Given text ->
The Link Between Myopia Progression and COVID Confinement 640×350Several months into the COVID-19 pandemic eye doctors began to notice that children’s myopia was worsening. Researchers set out to learn whether there was, in fact, a link between the pandemic and increased myopia progression, and if so, why.

How The Pandemic Affected Children’s Vision

A recent study published in JAMA Ophthalmology (2021) found that children aged 6 to 13 experienced an increased rate of myopia progression since the beginning of the pandemic, and the lockdowns and restrictions that accompanied it.

The researchers examined the rate of myopia progression from 2015 to 2020 in more than 120,000 children from 10 elementary schools, based on school vision screenings. By the end of the study, children were shown to have significantly higher rates of myopia progression in 2020 than in previous years.

The higher rate of progression was especially severe in children between the ages of 6 and 8. Researchers theorized that the children’s earlier stage of visual development might have been the crucial factor.

Other studies have already determined that children who spend at least 2 hours a day outdoors experience less myopia progression than their peers who stay mostly indoors.

Raw data ->
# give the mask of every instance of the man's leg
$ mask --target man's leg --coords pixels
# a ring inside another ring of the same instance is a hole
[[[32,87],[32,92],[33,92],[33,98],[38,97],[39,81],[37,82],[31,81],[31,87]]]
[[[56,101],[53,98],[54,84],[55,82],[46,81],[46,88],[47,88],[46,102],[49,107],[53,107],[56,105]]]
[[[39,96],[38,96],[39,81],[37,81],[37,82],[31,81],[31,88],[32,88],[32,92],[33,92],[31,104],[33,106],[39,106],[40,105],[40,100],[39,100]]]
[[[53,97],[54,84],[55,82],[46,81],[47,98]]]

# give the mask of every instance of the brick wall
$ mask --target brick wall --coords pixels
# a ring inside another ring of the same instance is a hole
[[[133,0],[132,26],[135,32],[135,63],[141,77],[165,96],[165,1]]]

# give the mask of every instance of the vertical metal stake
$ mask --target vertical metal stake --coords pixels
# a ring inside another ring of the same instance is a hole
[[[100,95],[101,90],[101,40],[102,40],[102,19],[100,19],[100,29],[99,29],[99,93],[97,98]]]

Action item A ->
According to the myopia article, why might the rise in myopia progression have been especially severe in children aged 6 to 8? Answer in one to three sentences.
Action item B ->
Please return the part of the myopia article starting at "A recent study" and ending at "that accompanied it.", word for word.
Action item C ->
Answer these questions from the myopia article:
(i) In which journal was the study published?
(ii) How many elementary schools did the children in the study come from?
(iii) How much time outdoors each day is linked to less myopia progression?

Response A ->
The researchers theorized that these children's earlier stage of visual development might have been the crucial factor.

Response B ->
A recent study published in JAMA Ophthalmology (2021) found that children aged 6 to 13 experienced an increased rate of myopia progression since the beginning of the pandemic, and the lockdowns and restrictions that accompanied it.

Response C ->
(i) JAMA Ophthalmology (2021)
(ii) 10
(iii) At least 2 hours